He said I was an answer to his prayers and backed that up with poetry he wrote during his lonely times. I was flattered of course, even though I didn’t really believe it. I figured he was just an emotional-romantic guy and what was the harm anyway? If he wanted to delude himself that I was his soul-mate then how could that hurt?
We met a few times before he invited me to come to his house for dinner. Dinner was finished and all went well until he asked me to stay over.
“It’s a long drive home and there is no point of you going back tonight.” He said, “I can sleep on the couch.”
We talked about it for a while then he said, “But, I have to get up at 3:00 to go to work, so you have to get up with me.”
“All right, I said. I can get up with you to see you off, but then I will go back to sleep before driving home.”
“I can’t let you do that,” he said. “If I knew you better, you could stay alone in the house. Once I know you better you can have a key to the house and come and go as you like.”
“Now, let me understand this. You know me well enough to tell me you love me and yet you don’t trust me enough to stay in your house without you being there? Isn’t this a little inconsistent?”
“Don’t be angry,” he said. “It is not about you personally; it’s just my rule.”
“Well, I do take it personally. I guess all this talk about caring was just that, talk.”
As I got into my car he shouted after me. “I love you.” I didn’t look back and never talked with him again.
O.K., you might say I over-reacted, but this situation was very new to me. My temporary living situation was with my daughter and her family. Always, in my life prior to Internet Dating, I had my own home. If I had a visitor, it was on my terms. I didn’t have to test the territorial boundaries of men.

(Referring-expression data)

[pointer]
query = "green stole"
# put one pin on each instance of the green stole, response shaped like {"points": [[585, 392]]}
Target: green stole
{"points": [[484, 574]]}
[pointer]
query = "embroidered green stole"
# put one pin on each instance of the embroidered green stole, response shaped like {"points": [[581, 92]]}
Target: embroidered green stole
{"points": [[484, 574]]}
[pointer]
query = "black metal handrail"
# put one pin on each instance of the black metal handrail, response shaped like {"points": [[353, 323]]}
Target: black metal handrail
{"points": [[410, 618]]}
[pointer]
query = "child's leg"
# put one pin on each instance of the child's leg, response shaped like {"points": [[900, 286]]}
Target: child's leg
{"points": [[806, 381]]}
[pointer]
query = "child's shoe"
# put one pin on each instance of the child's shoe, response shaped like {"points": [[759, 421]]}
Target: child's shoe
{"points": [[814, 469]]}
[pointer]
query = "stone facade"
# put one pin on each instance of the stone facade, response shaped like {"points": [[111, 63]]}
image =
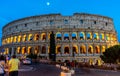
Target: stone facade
{"points": [[84, 35]]}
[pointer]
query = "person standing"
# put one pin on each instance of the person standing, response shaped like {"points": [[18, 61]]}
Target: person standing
{"points": [[13, 65], [2, 65]]}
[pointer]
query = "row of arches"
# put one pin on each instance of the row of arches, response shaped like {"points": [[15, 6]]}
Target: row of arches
{"points": [[90, 49], [60, 36]]}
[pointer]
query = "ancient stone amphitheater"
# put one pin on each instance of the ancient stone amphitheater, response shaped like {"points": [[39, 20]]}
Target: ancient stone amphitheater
{"points": [[84, 35]]}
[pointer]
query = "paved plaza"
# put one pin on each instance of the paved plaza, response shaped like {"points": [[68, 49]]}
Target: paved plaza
{"points": [[51, 70]]}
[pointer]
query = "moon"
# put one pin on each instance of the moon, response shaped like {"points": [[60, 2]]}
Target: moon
{"points": [[48, 3]]}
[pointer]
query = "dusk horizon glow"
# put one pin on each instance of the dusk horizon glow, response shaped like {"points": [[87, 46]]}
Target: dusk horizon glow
{"points": [[16, 9]]}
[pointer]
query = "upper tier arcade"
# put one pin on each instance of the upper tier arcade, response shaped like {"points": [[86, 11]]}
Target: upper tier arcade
{"points": [[78, 20]]}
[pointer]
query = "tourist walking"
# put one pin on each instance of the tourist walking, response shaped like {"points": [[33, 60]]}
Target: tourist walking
{"points": [[2, 65], [13, 65]]}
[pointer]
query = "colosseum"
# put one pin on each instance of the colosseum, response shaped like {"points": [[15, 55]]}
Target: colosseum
{"points": [[85, 35]]}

◆ USING THE INFORMATION
A - Transcribe the dating account from "He said I was" to "to stay over.".
B - Decide whether each statement agrees with the dating account, answering yes or no and quoting the words of the account that settle it: (i) The man offered to sleep on the couch. (ii) The narrator truly believed the claim of being an answer to his prayers. (iii) At the time, the narrator had a home of their own.
This listing has no connection to the dating account.

◆ TASK-BY-TASK SOLUTIONS
A -
He said I was an answer to his prayers and backed that up with poetry he wrote during his lonely times. I was flattered of course, even though I didn’t really believe it. I figured he was just an emotional-romantic guy and what was the harm anyway? If he wanted to delude himself that I was his soul-mate then how could that hurt?
We met a few times before he invited me to come to his house for dinner. Dinner was finished and all went well until he asked me to stay over.

B -
(i) Yes: "I can sleep on the couch."
(ii) No: "even though I didn’t really believe it."
(iii) No: "My temporary living situation was with my daughter and her family."